• WORK TO COMPLETE:
(1) Answer these about the shellinford page:
(a) What kind of compiler does the module require?
(b) What command installs it?
(c) What does Shellinford do with FM-index data when build is given a filename?
(2) Please copy, word for word, the stretch of the shellinford page from "travis-ci.org coveralls.io pyversion" through "shellinford C++ library.".

[PAGE start]

Skip to main content

Wavelet Matrix/Tree succinct data structure for full text search (using shellinford C++ library)

Project description

shellinford

travis-ci.org coveralls.io pyversion latest version license

Shellinford is an implementation of a Wavelet Matrix/Tree succinct data structure for document retrieval.

It is based on shellinford C++ library.

NOTE: This module requires C++11 compiler

Installation

$ pip install shellinford

Usage

Create a new FM-index instance

>>> import shellinford
>>> fm = shellinford.FMIndex()
  • shellinford.Shellinford([use_wavelet_tree=True, filename=None])
    • When given a filename, Shellinford loads FM-index data from the file

Build FM-index

>>> fm.build(['Milky Holmes', 'Sherlock "Sheryl" Shellingford', 'Milky'], 'milky.fm')
  • build([docs, filename])
    • When given a filename, Shellinford stores FM-index data to the file

Search word from FM-index

>>> for doc in fm.search('Milky'):
>>>     print('doc_id:', doc.doc_id)
>>>     print('count:', doc.count)
>>>     print('text:', doc.text)
doc_id: 0
count: [1]
text: Milky Holmes
doc_id: 2
count: [1]
text: Milky

>>> for doc in fm.search(['Milky', 'Holmes']):
>>>     print('doc_id:', doc.doc_id)
>>>     print('count:', doc.count)
>>>     print('text:', doc.text)
doc_id: 1
count: [1]
text: Milky Holmes
  • search(query, [_or=False, ignores=[]])

[PAGE end]
[DATASET CONTENT start]

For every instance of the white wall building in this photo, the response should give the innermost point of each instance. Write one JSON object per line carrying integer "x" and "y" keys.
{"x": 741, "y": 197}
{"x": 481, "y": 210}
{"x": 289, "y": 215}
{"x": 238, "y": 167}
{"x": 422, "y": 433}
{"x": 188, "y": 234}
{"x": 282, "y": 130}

[DATASET CONTENT end]
[DATASET CONTENT start]

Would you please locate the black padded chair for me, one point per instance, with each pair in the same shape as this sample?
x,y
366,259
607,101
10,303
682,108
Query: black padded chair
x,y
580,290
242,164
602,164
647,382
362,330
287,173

[DATASET CONTENT end]
[DATASET CONTENT start]

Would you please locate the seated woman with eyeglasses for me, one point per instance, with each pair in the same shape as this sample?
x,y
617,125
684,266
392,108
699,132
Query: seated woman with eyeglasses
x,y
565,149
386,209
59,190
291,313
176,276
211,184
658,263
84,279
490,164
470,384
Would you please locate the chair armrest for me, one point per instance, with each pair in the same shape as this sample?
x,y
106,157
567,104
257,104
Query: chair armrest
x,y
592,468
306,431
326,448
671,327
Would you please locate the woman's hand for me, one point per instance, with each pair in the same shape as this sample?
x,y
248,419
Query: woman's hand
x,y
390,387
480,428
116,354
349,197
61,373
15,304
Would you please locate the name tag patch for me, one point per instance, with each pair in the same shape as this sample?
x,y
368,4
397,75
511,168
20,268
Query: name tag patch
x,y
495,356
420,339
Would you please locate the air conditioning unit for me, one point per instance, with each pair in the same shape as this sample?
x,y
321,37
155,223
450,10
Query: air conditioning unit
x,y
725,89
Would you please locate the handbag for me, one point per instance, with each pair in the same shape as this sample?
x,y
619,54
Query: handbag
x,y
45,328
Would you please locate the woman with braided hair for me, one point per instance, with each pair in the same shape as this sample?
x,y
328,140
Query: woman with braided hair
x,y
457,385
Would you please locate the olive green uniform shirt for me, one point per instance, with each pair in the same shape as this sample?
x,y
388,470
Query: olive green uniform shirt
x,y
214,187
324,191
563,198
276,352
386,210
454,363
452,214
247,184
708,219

[DATASET CONTENT end]

• RESPONSE LIST:
(1)
(a) A C++11 compiler.
(b) $ pip install shellinford
(c) It stores the FM-index data to the file.

(2)
travis-ci.org coveralls.io pyversion latest version license

Shellinford is an implementation of a Wavelet Matrix/Tree succinct data structure for document retrieval.

It is based on shellinford C++ library.